* [Records to process]:

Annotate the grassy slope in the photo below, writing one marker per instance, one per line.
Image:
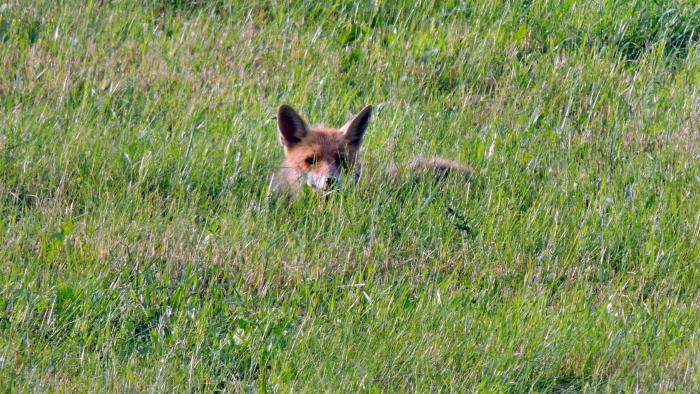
(140, 250)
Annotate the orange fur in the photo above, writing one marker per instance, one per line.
(322, 157)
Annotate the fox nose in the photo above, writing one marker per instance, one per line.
(331, 183)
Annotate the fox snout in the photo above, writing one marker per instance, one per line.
(324, 179)
(317, 156)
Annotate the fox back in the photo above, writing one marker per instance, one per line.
(323, 157)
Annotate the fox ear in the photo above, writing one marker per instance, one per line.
(291, 126)
(355, 128)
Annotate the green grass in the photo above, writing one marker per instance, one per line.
(140, 250)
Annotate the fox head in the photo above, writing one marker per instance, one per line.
(320, 157)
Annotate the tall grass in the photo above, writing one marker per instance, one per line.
(142, 251)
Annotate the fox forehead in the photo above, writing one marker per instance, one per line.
(321, 143)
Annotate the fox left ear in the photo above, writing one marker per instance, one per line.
(355, 128)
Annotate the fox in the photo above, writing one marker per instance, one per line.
(322, 157)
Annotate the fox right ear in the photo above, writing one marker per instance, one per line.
(291, 126)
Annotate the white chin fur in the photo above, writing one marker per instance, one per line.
(320, 182)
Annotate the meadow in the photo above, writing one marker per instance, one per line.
(142, 250)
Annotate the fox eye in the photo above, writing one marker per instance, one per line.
(341, 160)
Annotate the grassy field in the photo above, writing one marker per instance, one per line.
(141, 250)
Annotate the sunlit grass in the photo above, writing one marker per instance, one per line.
(141, 249)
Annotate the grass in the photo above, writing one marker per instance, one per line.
(141, 251)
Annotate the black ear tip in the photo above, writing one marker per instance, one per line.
(285, 109)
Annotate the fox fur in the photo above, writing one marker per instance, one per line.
(321, 157)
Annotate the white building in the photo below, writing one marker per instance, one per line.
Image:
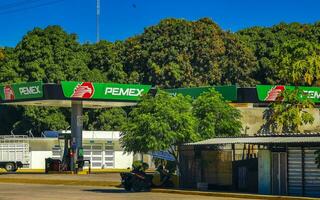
(102, 148)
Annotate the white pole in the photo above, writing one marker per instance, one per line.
(98, 21)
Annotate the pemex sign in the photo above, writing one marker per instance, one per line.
(271, 92)
(21, 91)
(103, 91)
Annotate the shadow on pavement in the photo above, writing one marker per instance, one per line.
(107, 191)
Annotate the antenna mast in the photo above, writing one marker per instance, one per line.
(98, 21)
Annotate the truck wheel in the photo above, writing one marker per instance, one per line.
(10, 167)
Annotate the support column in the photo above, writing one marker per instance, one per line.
(76, 133)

* [Given request]: Reproduce all of the rows above word for word, leaving out the pictures.

* [Response]:
Annotate the grassy slope in the photo below, writing one marker per instance, one per line.
Image:
(140, 250)
Annotate the orange fur in the photo above, writing one marker per instance, one per line.
(322, 157)
Annotate the fox nose in the photo above, writing one marker per instance, one per line.
(331, 183)
Annotate the fox snout in the photo above, writing one marker per instance, one per line.
(324, 179)
(317, 156)
Annotate the fox back in the photo above, writing one marker per instance, one per line.
(323, 157)
Annotate the fox ear in the photo above, writing one marker per instance, one per line.
(291, 126)
(355, 128)
Annotate the green grass in the photo above, writing one marker per instance, one per line.
(140, 250)
Annotate the fox head in the photo above, writing one marker per instance, one per line.
(320, 157)
Annotate the tall grass in the photo above, writing one marker per instance, one per line.
(142, 251)
Annotate the fox forehead in the photo above, writing one marker per instance, one per line.
(321, 143)
Annotate the fox left ear in the photo above, writing one marker per instance, one per line.
(355, 128)
Annotate the fox in the photo above, writing one marker per instance, one per line.
(322, 157)
Annotate the fox right ear in the photo above, writing one marker per instance, one per line.
(291, 126)
Annotate the white chin fur in the photo above, writing one marker per instance, one per line.
(320, 182)
Annotate the meadow in the photo above, writing one marker per instance, one per line.
(142, 250)
Annotate the fox eye in the photo above, writing one marker per instance, one per line.
(341, 160)
Annotate the grassy field in the photo above, writing one marker per instance, one per line.
(141, 250)
Annotate the sunlit grass in the photo above, writing one marker per instance, one per line.
(141, 249)
Annotate the grass in the photo above, writing one marker per instance, one per line.
(141, 251)
Annotate the black ear tip in the photo above, writing one marker per instance, one per line.
(285, 109)
Annotate the fox fur in the photo above, writing one marker per instance, one per line.
(321, 157)
Annotate the white building in the photo below, writing one marker per instance, one per line.
Image:
(102, 148)
Annotate the white pole in the photo above, writing one marker per instance, one per line.
(98, 21)
Annotate the pemex sign in the photo above, writing one marker per instance, one per line.
(271, 92)
(21, 91)
(103, 91)
Annotate the shadow on pavement in the photo above, writing one marker per instance, one per line.
(107, 191)
Annotate the antenna mast in the photo above, writing one marker per instance, one per line.
(98, 21)
Annotate the truck wheel in the photo above, writing one marker per instance, one per line.
(10, 167)
Annotate the support column in the photo above, writing one marker per instance, one per line.
(76, 133)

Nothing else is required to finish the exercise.